PROBLEM DETAILS → Rewrite the stretch of the records from the line containing "If you don't mind, please find the black" through the line containing "334 114 342 162", replacing "black tire" with "rubber tire" and leaving everything else unchanged.

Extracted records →
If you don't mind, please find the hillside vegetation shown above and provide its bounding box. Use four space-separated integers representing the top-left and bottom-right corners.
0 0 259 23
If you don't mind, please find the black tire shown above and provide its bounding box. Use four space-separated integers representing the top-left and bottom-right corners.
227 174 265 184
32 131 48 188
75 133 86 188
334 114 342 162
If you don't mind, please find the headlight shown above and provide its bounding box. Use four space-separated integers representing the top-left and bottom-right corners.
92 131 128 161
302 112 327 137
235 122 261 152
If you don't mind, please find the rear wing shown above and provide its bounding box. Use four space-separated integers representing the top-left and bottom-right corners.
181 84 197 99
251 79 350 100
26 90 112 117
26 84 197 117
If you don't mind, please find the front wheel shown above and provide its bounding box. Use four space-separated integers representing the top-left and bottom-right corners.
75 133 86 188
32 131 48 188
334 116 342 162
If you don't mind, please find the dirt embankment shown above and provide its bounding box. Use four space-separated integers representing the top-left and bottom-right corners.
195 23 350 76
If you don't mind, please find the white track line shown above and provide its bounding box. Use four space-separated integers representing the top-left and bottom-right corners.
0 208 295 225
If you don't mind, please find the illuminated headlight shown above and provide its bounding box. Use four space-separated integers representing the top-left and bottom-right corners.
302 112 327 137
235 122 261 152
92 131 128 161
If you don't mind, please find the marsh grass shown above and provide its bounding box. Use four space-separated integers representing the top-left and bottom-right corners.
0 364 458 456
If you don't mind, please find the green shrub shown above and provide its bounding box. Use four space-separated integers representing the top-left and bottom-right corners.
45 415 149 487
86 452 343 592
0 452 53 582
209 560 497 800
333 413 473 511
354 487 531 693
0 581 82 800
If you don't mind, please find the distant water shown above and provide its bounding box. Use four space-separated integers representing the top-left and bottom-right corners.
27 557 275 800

WORKED SOLUTION →
If you don't mind, please find the rubber tire shown above and provide its bounding box. Use four space-separated integers representing the top-left and bottom-right corners.
227 174 265 184
32 131 48 188
75 133 86 188
334 114 342 162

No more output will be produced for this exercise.